◆ What is expected ◆
Return all the records, each one exactly as given.

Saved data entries
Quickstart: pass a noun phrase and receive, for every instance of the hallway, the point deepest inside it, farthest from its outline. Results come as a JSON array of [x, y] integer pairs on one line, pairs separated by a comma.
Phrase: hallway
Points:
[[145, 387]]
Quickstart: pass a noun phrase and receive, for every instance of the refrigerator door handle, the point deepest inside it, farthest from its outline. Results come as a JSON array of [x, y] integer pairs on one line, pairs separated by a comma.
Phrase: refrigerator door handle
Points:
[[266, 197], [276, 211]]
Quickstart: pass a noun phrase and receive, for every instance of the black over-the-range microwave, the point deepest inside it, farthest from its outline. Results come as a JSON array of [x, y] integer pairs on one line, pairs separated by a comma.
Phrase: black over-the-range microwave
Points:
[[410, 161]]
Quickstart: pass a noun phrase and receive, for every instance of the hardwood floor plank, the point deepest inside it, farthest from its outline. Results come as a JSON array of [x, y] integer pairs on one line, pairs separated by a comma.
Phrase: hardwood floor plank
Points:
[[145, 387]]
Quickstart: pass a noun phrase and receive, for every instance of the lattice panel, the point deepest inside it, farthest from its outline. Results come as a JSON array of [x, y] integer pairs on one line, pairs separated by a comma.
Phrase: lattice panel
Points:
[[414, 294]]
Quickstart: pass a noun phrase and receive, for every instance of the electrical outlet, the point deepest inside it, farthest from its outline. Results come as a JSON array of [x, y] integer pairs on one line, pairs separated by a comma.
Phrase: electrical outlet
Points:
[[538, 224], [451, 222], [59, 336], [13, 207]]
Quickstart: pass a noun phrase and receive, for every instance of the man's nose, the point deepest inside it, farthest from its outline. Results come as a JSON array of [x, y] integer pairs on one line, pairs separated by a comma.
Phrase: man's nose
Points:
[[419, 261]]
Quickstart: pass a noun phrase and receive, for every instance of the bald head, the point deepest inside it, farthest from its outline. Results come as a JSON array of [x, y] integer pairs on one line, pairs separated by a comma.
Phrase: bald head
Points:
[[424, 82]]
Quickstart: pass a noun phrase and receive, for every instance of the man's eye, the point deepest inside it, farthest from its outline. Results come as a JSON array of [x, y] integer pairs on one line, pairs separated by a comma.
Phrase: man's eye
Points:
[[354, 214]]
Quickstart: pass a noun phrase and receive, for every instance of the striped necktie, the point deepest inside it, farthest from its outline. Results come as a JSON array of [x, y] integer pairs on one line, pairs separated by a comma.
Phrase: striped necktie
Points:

◆ Result of this task ◆
Quickstart: pass a noun phrase and receive, for every instance of the hallway, the point deepest inside it, farthest from its outline. Results come as a JSON array of [x, y] integer pairs on one line, pairs separated by a comma.
Phrase: hallway
Points:
[[145, 387]]
Quickstart: pass a noun phrase and receive, for every instance of the refrigerator door handle, the point deepest inside it, farthest from its outline. Results come as a JSON array of [x, y] integer pairs on one line, pairs separated by a comma.
Phrase: refrigerator door handle
Points:
[[266, 197], [276, 211]]
Quickstart: pass a noun phrase and receive, for every instance of the black over-the-range microwave, the point deepest inside it, farthest from its outline. Results come as a JSON array of [x, y] integer pairs on one line, pairs separated by a comma.
Phrase: black over-the-range microwave
Points:
[[410, 161]]
Quickstart: pass a noun phrase and receive, for every instance of the hardwood floor plank, the point deepest inside it, farthest from its outline. Results come as a JSON array of [x, y] integer pairs on one line, pairs separated by a comma.
Phrase: hardwood floor plank
Points:
[[145, 387]]
Quickstart: pass a noun phrase and receive, for every instance of the lattice panel, the point deepest inside it, farthest from its outline. Results come as a JSON array of [x, y] integer pairs on one line, pairs separated by a comma.
Phrase: lattice panel
Points:
[[414, 294]]
Quickstart: pass a noun phrase and receive, for every instance of the electrical outlet, the point deepest inside it, farthest from its outline. Results come as a JSON array of [x, y] integer pairs on one line, pairs separated by a comma.
Phrase: electrical outlet
Points:
[[538, 224], [451, 222], [59, 336], [13, 207]]
Quickstart: pass a noun phrase and receive, for every instance of the man's nose, the point deepest inside it, farthest from its outline. Results come as a JSON array of [x, y] integer pairs on one line, pairs separated by a comma.
Phrase: man's nose
Points:
[[419, 261]]
Quickstart: pass a noun phrase and receive, for every instance of the bald head, the point deepest inside it, farthest from its outline. Results come as a JSON array of [x, y] integer pairs on one line, pairs separated by a comma.
Phrase: bald head
Points:
[[424, 82]]
Quickstart: pass a noun phrase and receive, for every instance of the man's eye, the point deepest inside it, farthest from its outline. Results come as a JSON array of [x, y] integer pairs on one line, pairs separated by a comma.
Phrase: man's eye
Points:
[[354, 214]]
Quickstart: pass a noun phrase and receive, for every instance of the striped necktie, the point deepest inside it, farthest from its outline. Results come as a JSON array of [x, y] integer pairs on one line, pairs separated by a comma.
Phrase: striped necktie
Points:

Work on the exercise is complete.